=== PROBLEM ===
Present the data as a Markdown table with the columns Row and Line, starting at the beginning of the data and ending at the line that contains "(1134, 452)", both included. Skip blank lines, and leave the pictures out of the table.

=== Records from a data collection ===

================================

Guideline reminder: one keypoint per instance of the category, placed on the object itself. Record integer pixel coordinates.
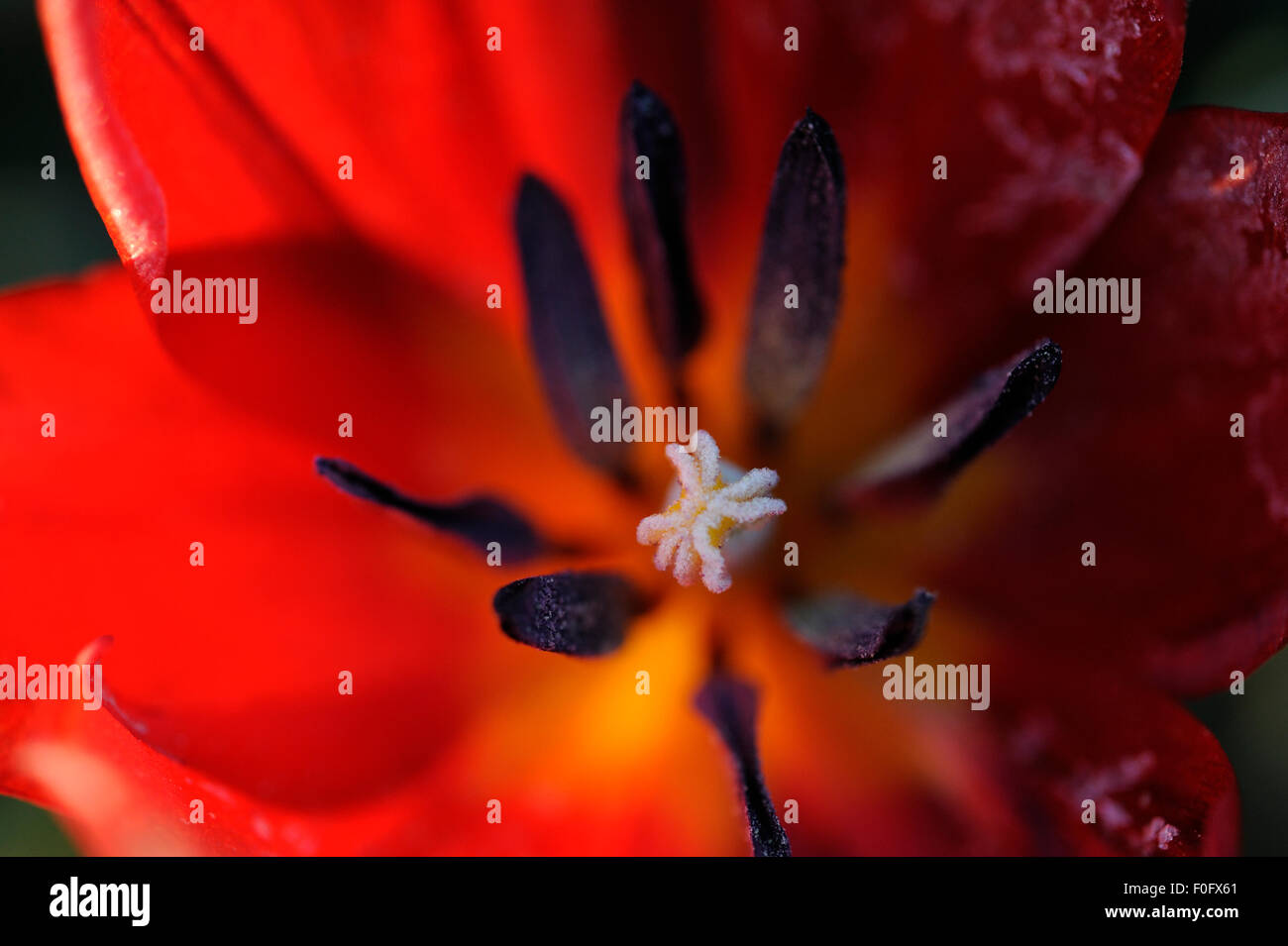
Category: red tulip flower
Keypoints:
(459, 258)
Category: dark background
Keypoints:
(1235, 54)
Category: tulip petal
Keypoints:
(1150, 495)
(480, 520)
(566, 326)
(876, 770)
(729, 704)
(849, 630)
(575, 613)
(923, 461)
(241, 593)
(803, 250)
(655, 210)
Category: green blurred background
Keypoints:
(1235, 54)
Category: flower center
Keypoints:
(713, 503)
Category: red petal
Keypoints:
(1133, 452)
(1042, 142)
(235, 666)
(880, 777)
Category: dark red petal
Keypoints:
(874, 775)
(1136, 455)
(922, 463)
(1042, 143)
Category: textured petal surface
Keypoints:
(1134, 452)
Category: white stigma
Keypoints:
(692, 529)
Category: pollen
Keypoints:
(691, 532)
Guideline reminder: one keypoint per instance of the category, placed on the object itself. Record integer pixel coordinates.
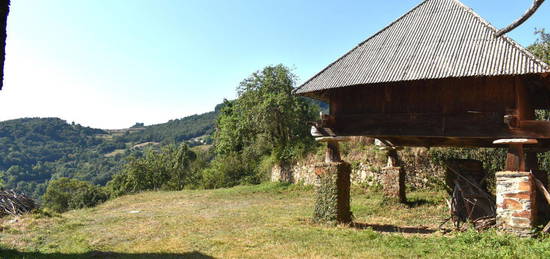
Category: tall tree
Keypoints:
(266, 118)
(541, 49)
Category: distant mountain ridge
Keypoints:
(36, 150)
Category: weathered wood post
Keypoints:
(332, 204)
(516, 190)
(393, 174)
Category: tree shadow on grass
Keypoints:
(8, 253)
(393, 228)
(417, 203)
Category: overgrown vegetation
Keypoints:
(65, 194)
(170, 168)
(266, 124)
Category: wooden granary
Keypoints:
(438, 76)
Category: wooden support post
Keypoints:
(332, 153)
(393, 177)
(541, 179)
(515, 159)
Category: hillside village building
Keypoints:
(439, 77)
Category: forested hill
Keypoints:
(174, 131)
(36, 150)
(32, 150)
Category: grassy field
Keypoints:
(264, 221)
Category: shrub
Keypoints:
(65, 194)
(168, 169)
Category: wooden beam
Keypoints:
(472, 125)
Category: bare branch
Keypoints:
(518, 22)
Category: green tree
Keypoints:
(66, 194)
(168, 169)
(541, 48)
(265, 122)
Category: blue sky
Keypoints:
(111, 63)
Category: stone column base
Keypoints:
(332, 204)
(516, 202)
(393, 183)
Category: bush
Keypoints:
(65, 194)
(168, 169)
(230, 170)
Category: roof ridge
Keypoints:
(508, 58)
(363, 42)
(507, 39)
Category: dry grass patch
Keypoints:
(268, 221)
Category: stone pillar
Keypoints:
(516, 203)
(393, 177)
(332, 204)
(543, 209)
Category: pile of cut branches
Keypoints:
(470, 200)
(13, 203)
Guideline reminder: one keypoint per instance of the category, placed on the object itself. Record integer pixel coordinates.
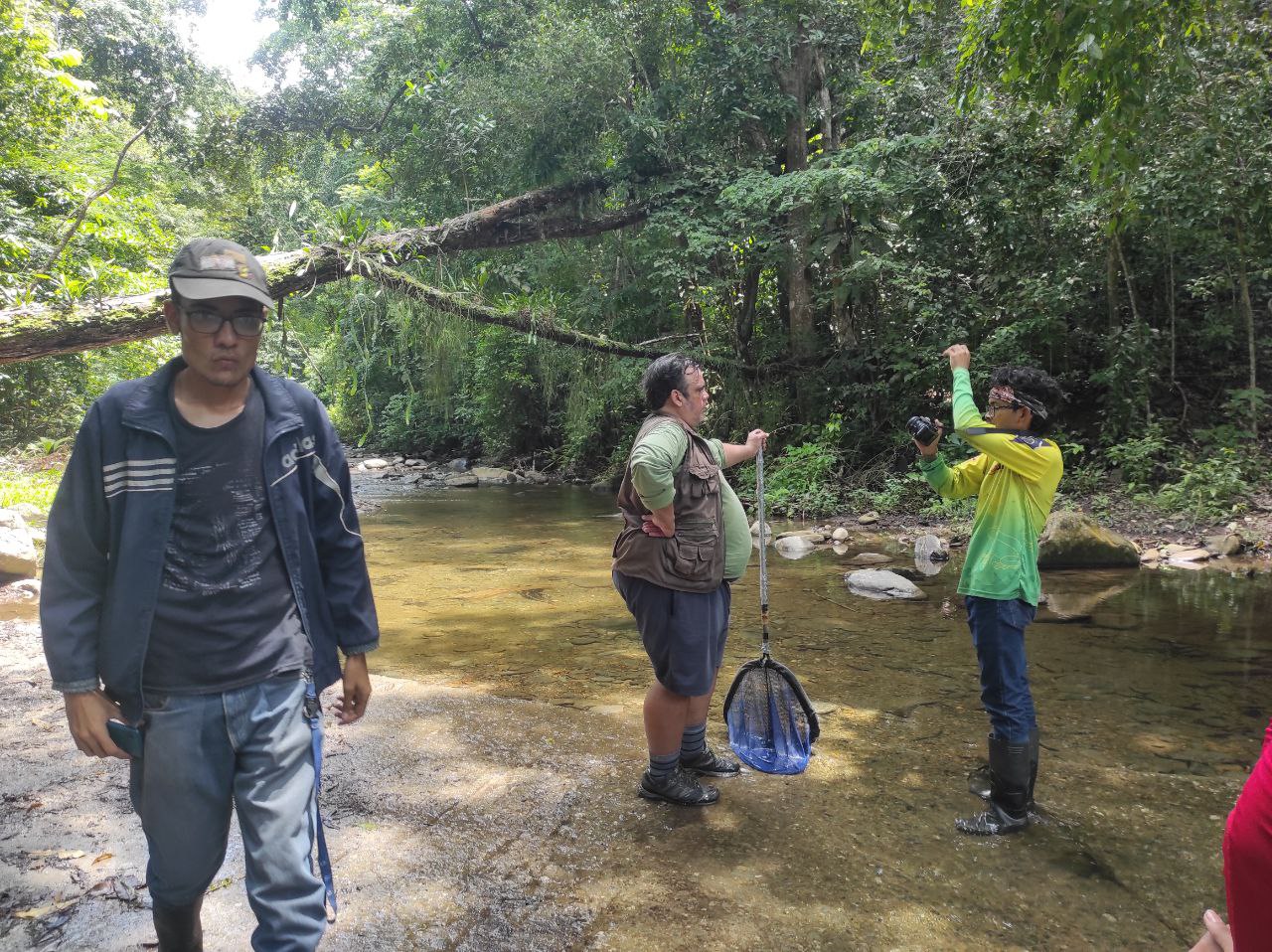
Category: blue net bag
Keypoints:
(771, 723)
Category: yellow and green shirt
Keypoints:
(1016, 480)
(654, 462)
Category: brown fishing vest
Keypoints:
(692, 560)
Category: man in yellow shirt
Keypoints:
(1014, 479)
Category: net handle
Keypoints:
(763, 550)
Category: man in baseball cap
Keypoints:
(177, 604)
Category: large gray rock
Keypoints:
(17, 549)
(880, 583)
(794, 547)
(1229, 545)
(931, 548)
(1073, 540)
(491, 474)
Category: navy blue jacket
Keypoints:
(109, 525)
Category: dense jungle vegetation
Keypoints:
(816, 196)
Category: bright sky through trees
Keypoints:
(228, 35)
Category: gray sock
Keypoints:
(662, 765)
(694, 741)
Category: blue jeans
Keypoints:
(999, 635)
(246, 748)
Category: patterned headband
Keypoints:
(1008, 395)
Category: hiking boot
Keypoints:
(708, 762)
(677, 787)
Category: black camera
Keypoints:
(923, 429)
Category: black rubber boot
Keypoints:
(1009, 794)
(1034, 766)
(978, 780)
(178, 927)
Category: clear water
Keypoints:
(1153, 690)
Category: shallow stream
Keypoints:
(1153, 690)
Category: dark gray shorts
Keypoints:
(684, 631)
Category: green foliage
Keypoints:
(1144, 459)
(804, 480)
(1209, 489)
(28, 481)
(876, 171)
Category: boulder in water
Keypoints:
(794, 547)
(491, 474)
(1227, 545)
(931, 548)
(1073, 540)
(880, 583)
(17, 549)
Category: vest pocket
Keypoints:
(689, 554)
(705, 479)
(689, 561)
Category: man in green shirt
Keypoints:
(1014, 479)
(685, 540)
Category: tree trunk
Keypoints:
(1250, 348)
(545, 214)
(795, 80)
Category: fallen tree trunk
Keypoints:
(544, 214)
(526, 321)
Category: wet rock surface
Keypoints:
(18, 556)
(1073, 540)
(516, 690)
(880, 583)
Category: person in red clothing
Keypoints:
(1247, 867)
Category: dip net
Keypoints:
(771, 721)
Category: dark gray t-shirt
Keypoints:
(226, 616)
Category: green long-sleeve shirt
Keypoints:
(1016, 480)
(654, 463)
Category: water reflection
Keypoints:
(1152, 688)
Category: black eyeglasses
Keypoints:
(245, 323)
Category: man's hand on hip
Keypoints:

================================

=== WORKED ANSWER ===
| Row | Line |
|---|---|
| 1 | Guideline reminder: one keypoint per instance of the category, placed on the object itself. Record integer pixel coordinates. |
| 2 | Category: red tulip flower |
| 3 | Keypoints: |
| 4 | (459, 258) |
| 5 | Category: dark background |
| 6 | Keypoints: |
| 7 | (1235, 54) |
| 8 | Category: tulip petal |
| 9 | Keypoints: |
| 10 | (1150, 495) |
| 11 | (480, 520) |
| 12 | (566, 326) |
| 13 | (876, 770) |
| 14 | (729, 704) |
| 15 | (849, 630) |
| 16 | (575, 613) |
| 17 | (923, 461) |
| 18 | (241, 593) |
| 19 | (803, 250) |
| 20 | (655, 210) |
| 21 | Category: green blurred background |
| 22 | Keypoints: |
| 23 | (1235, 54) |
| 24 | Category: flower center |
| 25 | Keypoints: |
| 26 | (713, 503) |
| 27 | Category: red petal |
| 28 | Keypoints: |
| 29 | (1133, 452) |
| 30 | (1042, 142) |
| 31 | (235, 666) |
| 32 | (880, 777) |
| 33 | Category: dark red petal |
| 34 | Keypoints: |
| 35 | (874, 775) |
| 36 | (1136, 455) |
| 37 | (922, 463) |
| 38 | (1042, 143) |
| 39 | Category: textured petal surface |
| 40 | Keypoints: |
| 41 | (1134, 452) |